-- Task --
Please say how many lines in the records below contain the word "instance", giving only the number.

Record extracts Block Start

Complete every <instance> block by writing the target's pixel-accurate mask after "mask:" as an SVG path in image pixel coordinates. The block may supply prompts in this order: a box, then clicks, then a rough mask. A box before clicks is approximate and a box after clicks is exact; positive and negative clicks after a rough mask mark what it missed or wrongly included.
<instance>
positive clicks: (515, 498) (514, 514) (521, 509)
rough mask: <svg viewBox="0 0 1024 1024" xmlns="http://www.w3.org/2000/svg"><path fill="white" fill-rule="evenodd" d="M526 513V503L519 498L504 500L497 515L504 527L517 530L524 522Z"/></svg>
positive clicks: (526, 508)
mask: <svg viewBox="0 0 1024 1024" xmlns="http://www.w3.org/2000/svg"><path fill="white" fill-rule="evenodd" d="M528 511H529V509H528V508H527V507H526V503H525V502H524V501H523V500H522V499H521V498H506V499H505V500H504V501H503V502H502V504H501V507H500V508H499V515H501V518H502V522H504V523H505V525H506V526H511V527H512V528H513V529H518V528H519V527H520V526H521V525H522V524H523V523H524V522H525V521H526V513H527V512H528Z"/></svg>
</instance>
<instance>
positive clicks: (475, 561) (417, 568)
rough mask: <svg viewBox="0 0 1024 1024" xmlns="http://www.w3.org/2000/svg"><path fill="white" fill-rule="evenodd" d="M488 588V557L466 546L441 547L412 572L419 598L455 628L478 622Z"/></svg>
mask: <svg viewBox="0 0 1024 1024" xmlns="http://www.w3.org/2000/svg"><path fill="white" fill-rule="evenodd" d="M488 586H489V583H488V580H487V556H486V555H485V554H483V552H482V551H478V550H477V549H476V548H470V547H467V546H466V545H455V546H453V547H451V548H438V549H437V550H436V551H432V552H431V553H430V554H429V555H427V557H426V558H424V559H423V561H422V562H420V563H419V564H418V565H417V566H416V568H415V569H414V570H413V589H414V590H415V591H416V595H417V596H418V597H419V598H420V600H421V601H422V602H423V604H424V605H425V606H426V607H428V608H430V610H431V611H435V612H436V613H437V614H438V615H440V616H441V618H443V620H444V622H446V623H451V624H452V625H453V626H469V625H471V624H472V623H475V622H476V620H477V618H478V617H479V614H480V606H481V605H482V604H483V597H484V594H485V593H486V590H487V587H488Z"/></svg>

Record extracts Block End

-- Solved problem --
4